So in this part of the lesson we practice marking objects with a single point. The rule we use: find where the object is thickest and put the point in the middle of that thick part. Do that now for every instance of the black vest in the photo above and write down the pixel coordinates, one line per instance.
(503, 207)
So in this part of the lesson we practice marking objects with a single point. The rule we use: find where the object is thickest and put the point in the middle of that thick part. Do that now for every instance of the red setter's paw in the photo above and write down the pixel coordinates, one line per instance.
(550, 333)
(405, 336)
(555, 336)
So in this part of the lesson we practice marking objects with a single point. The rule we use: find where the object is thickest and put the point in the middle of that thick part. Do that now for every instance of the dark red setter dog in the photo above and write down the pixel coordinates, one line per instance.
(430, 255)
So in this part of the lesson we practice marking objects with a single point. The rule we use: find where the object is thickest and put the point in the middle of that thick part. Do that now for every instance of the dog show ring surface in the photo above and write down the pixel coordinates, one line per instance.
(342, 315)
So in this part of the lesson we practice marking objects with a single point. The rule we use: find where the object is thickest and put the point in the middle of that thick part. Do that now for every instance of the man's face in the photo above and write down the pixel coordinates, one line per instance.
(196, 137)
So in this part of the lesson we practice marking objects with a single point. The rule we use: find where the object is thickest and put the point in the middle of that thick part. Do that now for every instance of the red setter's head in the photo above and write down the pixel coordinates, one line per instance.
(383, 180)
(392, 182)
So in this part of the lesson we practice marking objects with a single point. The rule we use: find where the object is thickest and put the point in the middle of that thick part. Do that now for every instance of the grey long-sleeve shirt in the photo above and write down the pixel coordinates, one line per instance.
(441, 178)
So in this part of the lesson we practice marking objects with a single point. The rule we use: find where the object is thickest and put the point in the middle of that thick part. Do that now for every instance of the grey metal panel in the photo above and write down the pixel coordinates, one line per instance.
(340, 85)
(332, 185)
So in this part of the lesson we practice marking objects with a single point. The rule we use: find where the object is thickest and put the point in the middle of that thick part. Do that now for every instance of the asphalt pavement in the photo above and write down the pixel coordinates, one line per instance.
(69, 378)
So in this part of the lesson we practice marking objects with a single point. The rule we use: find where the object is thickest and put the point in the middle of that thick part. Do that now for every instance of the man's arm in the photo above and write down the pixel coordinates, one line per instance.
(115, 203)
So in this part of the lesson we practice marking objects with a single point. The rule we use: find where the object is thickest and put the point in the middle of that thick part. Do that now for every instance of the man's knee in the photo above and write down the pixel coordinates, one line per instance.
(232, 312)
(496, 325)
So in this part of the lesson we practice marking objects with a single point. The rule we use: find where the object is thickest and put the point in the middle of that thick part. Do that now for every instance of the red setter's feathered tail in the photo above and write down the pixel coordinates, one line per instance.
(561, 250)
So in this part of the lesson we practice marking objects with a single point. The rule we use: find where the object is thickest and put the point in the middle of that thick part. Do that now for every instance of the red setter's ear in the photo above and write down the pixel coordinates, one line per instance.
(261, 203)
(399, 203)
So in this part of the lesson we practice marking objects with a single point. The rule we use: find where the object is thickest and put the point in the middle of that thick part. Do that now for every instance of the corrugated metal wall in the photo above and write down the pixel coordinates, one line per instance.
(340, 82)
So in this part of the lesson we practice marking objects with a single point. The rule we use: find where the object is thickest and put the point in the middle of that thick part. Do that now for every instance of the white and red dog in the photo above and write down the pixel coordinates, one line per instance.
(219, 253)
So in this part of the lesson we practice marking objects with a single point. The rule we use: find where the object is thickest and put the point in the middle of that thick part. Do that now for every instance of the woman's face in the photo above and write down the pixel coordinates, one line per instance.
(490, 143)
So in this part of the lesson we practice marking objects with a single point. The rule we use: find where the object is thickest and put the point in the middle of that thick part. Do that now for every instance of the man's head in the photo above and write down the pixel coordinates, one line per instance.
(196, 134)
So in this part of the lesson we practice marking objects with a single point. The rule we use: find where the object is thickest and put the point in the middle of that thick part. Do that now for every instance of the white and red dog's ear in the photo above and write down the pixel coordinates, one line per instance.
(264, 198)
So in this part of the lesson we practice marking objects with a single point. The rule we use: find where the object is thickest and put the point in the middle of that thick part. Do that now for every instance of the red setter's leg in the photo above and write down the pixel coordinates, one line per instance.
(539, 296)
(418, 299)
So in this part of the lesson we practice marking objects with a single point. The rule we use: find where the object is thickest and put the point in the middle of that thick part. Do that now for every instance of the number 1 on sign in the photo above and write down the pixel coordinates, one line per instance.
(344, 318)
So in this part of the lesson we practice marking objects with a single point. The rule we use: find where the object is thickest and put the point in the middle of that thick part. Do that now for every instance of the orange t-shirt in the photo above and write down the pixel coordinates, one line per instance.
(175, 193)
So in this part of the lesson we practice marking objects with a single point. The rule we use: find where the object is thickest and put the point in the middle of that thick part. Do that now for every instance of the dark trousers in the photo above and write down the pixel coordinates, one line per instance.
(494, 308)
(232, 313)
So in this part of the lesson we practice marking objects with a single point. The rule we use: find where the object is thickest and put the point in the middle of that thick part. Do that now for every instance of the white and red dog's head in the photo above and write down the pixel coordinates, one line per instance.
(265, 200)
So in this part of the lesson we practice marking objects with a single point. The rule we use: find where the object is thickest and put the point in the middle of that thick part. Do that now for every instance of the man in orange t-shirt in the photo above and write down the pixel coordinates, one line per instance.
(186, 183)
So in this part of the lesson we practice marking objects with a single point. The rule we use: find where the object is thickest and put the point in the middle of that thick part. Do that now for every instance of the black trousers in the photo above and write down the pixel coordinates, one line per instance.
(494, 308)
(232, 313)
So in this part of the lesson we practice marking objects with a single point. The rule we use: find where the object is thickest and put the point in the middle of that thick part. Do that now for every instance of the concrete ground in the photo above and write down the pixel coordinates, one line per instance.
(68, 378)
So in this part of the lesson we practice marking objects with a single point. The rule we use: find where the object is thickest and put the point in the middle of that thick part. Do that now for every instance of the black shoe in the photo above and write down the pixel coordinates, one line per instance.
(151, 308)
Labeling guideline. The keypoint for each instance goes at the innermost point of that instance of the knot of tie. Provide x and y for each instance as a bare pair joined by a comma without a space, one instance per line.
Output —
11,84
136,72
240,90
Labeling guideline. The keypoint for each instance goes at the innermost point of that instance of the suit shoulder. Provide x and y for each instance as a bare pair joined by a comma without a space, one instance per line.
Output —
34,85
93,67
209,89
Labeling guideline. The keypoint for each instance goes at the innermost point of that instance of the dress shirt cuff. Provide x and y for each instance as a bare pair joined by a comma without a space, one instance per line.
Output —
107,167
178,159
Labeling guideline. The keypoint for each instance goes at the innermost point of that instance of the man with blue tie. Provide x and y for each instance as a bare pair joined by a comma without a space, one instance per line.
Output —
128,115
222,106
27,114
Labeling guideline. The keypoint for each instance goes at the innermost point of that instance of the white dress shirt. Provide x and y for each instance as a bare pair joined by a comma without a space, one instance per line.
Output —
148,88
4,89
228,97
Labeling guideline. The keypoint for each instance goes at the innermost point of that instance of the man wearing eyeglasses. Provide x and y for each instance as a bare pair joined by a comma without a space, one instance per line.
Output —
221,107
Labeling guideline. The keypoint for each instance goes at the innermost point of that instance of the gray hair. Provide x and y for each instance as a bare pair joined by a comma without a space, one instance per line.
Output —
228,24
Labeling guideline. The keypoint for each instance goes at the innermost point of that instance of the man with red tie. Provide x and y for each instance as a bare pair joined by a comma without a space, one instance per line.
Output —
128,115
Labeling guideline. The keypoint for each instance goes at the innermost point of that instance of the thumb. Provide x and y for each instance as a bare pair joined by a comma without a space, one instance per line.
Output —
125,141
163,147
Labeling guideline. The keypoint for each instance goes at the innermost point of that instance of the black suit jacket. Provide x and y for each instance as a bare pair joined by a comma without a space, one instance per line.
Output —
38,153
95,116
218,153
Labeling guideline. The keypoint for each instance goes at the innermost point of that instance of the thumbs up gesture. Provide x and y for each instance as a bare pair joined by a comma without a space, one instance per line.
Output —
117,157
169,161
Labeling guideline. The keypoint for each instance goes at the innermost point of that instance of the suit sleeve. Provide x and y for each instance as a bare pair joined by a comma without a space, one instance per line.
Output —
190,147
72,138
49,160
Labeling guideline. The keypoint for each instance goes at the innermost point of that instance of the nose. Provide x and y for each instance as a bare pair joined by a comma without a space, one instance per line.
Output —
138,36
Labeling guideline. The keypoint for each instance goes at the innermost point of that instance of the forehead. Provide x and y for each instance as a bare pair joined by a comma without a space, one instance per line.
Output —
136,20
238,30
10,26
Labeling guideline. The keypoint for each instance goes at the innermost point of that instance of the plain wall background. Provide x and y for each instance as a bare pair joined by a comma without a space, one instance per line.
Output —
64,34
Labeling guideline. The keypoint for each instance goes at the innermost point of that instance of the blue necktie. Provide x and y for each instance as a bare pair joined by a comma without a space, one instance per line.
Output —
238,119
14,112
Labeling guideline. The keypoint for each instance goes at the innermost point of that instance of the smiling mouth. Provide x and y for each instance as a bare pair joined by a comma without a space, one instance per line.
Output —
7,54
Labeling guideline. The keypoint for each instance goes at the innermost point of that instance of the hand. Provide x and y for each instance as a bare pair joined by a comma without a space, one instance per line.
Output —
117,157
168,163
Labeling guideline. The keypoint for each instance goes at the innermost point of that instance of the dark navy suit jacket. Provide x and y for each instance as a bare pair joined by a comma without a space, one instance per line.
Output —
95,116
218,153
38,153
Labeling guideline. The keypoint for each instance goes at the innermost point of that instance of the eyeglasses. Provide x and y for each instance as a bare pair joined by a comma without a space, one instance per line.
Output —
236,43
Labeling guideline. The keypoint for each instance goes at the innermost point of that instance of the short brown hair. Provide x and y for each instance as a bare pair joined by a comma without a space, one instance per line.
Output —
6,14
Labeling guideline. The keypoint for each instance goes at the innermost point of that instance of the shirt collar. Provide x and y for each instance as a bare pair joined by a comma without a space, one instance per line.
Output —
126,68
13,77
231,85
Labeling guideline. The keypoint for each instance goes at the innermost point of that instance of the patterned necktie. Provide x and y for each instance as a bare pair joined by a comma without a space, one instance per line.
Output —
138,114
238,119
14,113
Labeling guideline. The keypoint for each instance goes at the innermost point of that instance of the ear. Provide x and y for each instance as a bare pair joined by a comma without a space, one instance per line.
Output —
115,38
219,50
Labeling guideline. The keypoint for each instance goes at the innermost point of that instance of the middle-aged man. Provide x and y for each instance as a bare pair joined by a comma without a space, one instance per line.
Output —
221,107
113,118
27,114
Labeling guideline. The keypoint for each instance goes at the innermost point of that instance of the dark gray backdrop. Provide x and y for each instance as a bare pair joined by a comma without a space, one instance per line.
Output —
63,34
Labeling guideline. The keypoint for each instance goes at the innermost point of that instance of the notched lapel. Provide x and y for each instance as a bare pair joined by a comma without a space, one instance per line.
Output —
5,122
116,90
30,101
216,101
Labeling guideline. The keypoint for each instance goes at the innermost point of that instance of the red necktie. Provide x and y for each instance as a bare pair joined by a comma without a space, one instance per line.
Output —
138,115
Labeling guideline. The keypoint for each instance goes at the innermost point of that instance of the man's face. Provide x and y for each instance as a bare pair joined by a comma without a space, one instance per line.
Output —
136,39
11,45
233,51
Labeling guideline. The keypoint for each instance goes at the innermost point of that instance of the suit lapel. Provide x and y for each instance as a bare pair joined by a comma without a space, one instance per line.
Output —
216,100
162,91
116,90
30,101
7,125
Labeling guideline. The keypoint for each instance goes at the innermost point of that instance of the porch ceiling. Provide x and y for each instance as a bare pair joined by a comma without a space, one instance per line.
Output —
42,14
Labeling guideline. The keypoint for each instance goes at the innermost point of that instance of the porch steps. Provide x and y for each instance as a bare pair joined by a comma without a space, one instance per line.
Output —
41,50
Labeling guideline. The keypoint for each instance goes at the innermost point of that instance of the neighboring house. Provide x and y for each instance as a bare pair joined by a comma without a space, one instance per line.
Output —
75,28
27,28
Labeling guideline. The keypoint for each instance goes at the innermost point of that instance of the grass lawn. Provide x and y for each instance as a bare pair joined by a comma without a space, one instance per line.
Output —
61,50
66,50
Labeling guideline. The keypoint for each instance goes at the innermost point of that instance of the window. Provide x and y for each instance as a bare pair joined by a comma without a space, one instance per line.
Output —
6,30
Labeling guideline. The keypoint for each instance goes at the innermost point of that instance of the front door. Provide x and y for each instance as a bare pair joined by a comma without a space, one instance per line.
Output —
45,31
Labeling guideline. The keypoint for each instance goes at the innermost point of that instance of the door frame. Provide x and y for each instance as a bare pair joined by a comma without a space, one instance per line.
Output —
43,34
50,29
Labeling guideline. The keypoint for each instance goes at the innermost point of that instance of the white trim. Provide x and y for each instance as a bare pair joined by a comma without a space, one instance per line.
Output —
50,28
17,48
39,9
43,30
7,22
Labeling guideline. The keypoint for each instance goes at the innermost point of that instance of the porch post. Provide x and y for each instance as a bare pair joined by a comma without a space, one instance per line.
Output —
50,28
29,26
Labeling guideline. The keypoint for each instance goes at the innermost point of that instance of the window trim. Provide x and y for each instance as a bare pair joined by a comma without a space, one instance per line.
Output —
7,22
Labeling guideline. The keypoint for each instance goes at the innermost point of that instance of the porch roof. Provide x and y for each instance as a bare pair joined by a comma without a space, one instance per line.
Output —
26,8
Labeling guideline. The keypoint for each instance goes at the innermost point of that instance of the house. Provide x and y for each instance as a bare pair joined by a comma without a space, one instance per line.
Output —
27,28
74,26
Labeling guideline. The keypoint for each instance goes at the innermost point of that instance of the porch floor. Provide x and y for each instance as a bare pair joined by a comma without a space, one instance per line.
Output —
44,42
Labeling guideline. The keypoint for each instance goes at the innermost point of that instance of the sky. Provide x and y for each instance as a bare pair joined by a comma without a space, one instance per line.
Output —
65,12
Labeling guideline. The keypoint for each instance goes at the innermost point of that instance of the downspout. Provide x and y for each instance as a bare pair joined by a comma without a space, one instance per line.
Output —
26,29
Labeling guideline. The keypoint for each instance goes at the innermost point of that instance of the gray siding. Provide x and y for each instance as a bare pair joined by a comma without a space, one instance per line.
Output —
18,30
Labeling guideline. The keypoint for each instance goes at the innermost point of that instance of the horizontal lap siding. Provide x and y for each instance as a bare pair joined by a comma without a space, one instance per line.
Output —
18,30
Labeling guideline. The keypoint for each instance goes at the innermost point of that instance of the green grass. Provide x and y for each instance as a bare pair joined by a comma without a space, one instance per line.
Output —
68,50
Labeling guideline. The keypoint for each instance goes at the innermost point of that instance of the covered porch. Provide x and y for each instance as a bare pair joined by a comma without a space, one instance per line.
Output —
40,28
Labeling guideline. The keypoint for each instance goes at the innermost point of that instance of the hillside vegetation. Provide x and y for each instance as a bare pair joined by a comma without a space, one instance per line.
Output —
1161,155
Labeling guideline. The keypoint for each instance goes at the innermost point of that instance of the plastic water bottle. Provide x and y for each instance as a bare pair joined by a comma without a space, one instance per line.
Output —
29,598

•••••

_Work to be completed_: What lines in the data above contain the word "dress"? Copy them all.

_Exercise solution_:
Labeling guideline. The keypoint for each instance goes at the innermost point of that instance of the dress shirt cuff. Provide x and y for each instance as a bare pair joined by a comma without a space, one instance per line.
Labeling guideline. The keypoint for each instance goes at the innermost point of that instance of the white dress shirt. Provide x and y for each instance as a bare pair joined by a comma without a space, one instance per line.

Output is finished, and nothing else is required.